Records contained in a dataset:
=== Begin Enclosure ===

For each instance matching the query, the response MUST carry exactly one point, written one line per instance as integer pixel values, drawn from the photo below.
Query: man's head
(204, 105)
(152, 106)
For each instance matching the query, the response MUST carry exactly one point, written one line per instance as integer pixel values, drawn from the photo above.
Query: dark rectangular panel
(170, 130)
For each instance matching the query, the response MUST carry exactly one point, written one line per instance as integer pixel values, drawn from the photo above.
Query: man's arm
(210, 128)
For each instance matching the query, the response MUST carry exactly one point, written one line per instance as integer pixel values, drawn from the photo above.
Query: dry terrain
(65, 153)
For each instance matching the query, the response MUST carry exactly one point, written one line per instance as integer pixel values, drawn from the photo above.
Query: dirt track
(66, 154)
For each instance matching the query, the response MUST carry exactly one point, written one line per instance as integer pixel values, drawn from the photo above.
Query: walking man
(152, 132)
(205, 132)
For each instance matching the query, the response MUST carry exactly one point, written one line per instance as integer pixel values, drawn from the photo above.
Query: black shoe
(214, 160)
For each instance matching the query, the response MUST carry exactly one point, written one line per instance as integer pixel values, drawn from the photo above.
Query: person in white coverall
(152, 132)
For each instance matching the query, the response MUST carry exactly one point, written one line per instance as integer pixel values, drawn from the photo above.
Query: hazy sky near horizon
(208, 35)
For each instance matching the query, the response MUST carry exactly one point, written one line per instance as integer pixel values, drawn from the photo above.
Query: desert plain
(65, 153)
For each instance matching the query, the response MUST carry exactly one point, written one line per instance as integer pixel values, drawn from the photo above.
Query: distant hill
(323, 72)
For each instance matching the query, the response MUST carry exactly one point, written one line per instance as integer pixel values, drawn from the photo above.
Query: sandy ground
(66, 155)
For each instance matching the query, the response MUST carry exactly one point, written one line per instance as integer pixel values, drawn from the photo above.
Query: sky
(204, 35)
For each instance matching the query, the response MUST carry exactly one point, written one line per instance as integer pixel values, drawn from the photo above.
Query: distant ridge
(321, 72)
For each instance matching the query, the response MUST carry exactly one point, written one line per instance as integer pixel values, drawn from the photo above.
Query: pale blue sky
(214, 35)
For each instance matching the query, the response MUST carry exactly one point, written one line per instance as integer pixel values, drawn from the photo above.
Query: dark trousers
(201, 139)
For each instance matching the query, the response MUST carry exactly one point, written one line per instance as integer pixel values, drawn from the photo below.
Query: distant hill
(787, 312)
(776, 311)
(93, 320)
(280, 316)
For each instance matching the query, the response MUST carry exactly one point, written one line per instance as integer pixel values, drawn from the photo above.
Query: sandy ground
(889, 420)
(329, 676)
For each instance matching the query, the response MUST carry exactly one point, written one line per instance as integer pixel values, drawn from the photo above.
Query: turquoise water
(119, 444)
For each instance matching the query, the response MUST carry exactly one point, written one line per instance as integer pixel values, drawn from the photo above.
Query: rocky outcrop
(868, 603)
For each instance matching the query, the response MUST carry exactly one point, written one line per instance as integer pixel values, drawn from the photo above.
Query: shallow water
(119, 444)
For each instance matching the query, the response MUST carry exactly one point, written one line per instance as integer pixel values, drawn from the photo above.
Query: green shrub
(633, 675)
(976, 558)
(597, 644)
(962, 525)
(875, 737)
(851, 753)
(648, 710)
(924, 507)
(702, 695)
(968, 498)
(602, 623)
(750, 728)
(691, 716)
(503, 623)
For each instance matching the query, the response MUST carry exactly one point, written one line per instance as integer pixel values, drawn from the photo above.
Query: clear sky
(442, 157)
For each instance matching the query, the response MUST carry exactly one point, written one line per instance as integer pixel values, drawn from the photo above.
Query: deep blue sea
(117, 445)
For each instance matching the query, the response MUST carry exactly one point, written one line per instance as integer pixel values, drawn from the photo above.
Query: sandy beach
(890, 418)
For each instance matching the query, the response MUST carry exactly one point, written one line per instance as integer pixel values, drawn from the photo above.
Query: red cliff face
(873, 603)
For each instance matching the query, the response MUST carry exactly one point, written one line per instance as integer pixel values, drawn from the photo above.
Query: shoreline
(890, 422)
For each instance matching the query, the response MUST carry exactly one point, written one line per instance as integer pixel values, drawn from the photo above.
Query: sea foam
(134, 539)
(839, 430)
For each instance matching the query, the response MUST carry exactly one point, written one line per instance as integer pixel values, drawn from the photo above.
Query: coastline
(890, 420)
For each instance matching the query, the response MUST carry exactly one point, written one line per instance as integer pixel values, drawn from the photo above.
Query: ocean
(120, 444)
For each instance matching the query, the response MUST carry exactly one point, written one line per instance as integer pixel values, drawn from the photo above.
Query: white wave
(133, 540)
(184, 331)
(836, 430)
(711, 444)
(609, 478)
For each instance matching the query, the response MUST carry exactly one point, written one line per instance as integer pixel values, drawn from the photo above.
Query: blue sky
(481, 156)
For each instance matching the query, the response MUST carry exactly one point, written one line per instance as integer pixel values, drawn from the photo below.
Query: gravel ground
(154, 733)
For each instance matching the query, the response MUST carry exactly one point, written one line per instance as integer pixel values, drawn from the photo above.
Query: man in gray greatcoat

=== End Enclosure ===

*What you have to do:* Repeat the data in its entirety, word for word.

*Response area:*
For each instance matching the query, the response MUST carry exactly one point, written one line per instance as integer pixel values, drawn from the photo below.
Query: man's head
(204, 105)
(152, 106)
For each instance matching the query, the response MUST carry exactly one point, written one line per instance as integer pixel values, drawn from the photo above.
Query: dark rectangular panel
(170, 130)
For each instance matching the query, the response MUST carry exactly one point, written one line per instance as integer pixel values, drawn from the photo above.
Query: man's arm
(210, 128)
For each instance matching the query, the response MUST carry exactly one point, written one line per instance as integer pixel values, drawn from the photo above.
Query: dry terrain
(65, 153)
For each instance matching the query, the response MUST carry exactly one point, written one line per instance as integer pixel values, drawn from the photo above.
Query: dirt track
(66, 154)
For each instance matching the query, the response MUST carry exactly one point, written one line per instance as integer pixel values, drawn from the photo above.
Query: walking man
(152, 132)
(205, 132)
For each instance matching the query, the response MUST carry exactly one point, written one line per instance as integer pixel values, drawn from the photo above.
Query: black shoe
(214, 160)
For each instance matching the query, the response MUST carry exactly one point, written one line per instance as integer pixel values, drawn from the photo above.
Query: person in white coverall
(152, 132)
For each instance matching the query, the response MUST carry exactly one point, written one line per instance as integer pixel values, drawn from the photo above.
Query: hazy sky near horizon
(208, 35)
For each instance matching the query, the response MUST carry exactly one point, written one line per instance as integer pixel values, drawn from the photo above.
Query: desert plain
(65, 153)
For each instance matching the query, the response MUST carry exactly one point, written one line per instance as integer pixel values, drawn from the photo above.
Query: distant hill
(323, 72)
For each instance matching the query, the response MUST carry exactly one point, written one line per instance as integer pixel values, drawn from the photo above.
Query: sandy ground
(66, 155)
For each instance matching the query, the response MUST carry exactly one point, written one line per instance as integer pixel values, drawn from the photo above.
Query: sky
(204, 35)
For each instance matching the query, the response MUST carry exactly one point, written one line per instance as integer pixel values, drawn from the photo above.
Query: distant ridge
(321, 72)
For each instance matching the query, the response MUST carry exactly one point, written one line per instance as integer pixel values, drawn from the photo above.
Query: pale blue sky
(214, 35)
For each instance matching the query, the response MUST carry exactly one point, written one line per instance as integer pixel values, drawn from the photo above.
Query: dark trousers
(201, 139)
For each instance matching the query, the response MUST carry exactly one point, written one line per instance as integer pixel values, drawn from the photo below.
Query: distant hill
(787, 312)
(776, 311)
(93, 320)
(280, 316)
For each instance matching the query, the response MUST carry exactly one point, written one line per instance as integer pixel values, drawn from the photo above.
Query: sandy ground
(889, 420)
(329, 676)
For each instance matching the query, the response MUST carry exactly one point, written one line per instance as integer pixel values, drawn from the photo above.
Query: turquoise water
(119, 444)
For each instance matching the query, the response MUST carry exactly one point, written one line per instance as integer pixel values, drawn from the photo above.
Query: rocky outcrop
(868, 603)
For each instance matching the query, the response MUST carry exactly one point, written one line per instance as integer pixel values, drawn from the photo above.
Query: shallow water
(119, 444)
For each instance matching the query, the response MUST carry exactly one point, written one line per instance as integer pixel values, drawn from the photo above.
Query: green shrub
(633, 675)
(976, 558)
(597, 644)
(962, 525)
(875, 737)
(851, 753)
(648, 710)
(924, 507)
(702, 695)
(968, 498)
(602, 623)
(750, 728)
(691, 716)
(503, 623)
For each instance matching the query, the response MUST carry exactly one point, written one line per instance as integer pixel values, drawn from the photo above.
Query: clear sky
(442, 157)
For each instance matching the query, the response MUST carry exactly one point, written one line per instance as integer pixel values, drawn from the photo above.
Query: deep blue sea
(117, 445)
For each instance matching the query, the response MUST carry exactly one point, written one line per instance as integer pixel values, drawn from the photo above.
Query: sandy beach
(890, 418)
For each instance matching the query, the response MUST carry exactly one point, written one line per instance as integer pixel values, drawn from the photo above.
Query: red cliff face
(873, 603)
For each instance matching the query, the response MUST carry exactly one point, written one line per instance as integer pixel values, drawn from the photo above.
Query: shoreline
(890, 422)
For each instance matching the query, the response MUST carry exactly one point, written one line per instance as integer pixel values, drawn from the photo above.
Query: sea foam
(134, 539)
(839, 430)
For each instance matching the query, the response MUST carry exactly one point, written one line per instance as integer pixel values, drawn from the photo above.
Query: coastline
(890, 420)
For each instance matching the query, the response MUST carry exactly one point, written one line per instance as integer pixel values, drawn from the photo above.
Query: ocean
(120, 444)
For each instance matching the query, the response MUST carry exactly one point, written one line per instance as integer pixel values, drawn from the photo above.
Query: white wave
(133, 540)
(184, 331)
(836, 430)
(711, 444)
(609, 478)
For each instance matching the query, the response MUST carry exactly one point, written one line per instance as integer pixel values, drawn from the photo above.
Query: blue sky
(481, 156)
For each instance matching the query, the response MUST carry exactly one point, written one line per instance as integer pixel values, drawn from the photo below.
Query: gravel ground
(154, 733)
For each instance matching the query, the response MUST carry exactly one point, written one line per instance as integer pixel values, drawn from the photo above.
Query: man in gray greatcoat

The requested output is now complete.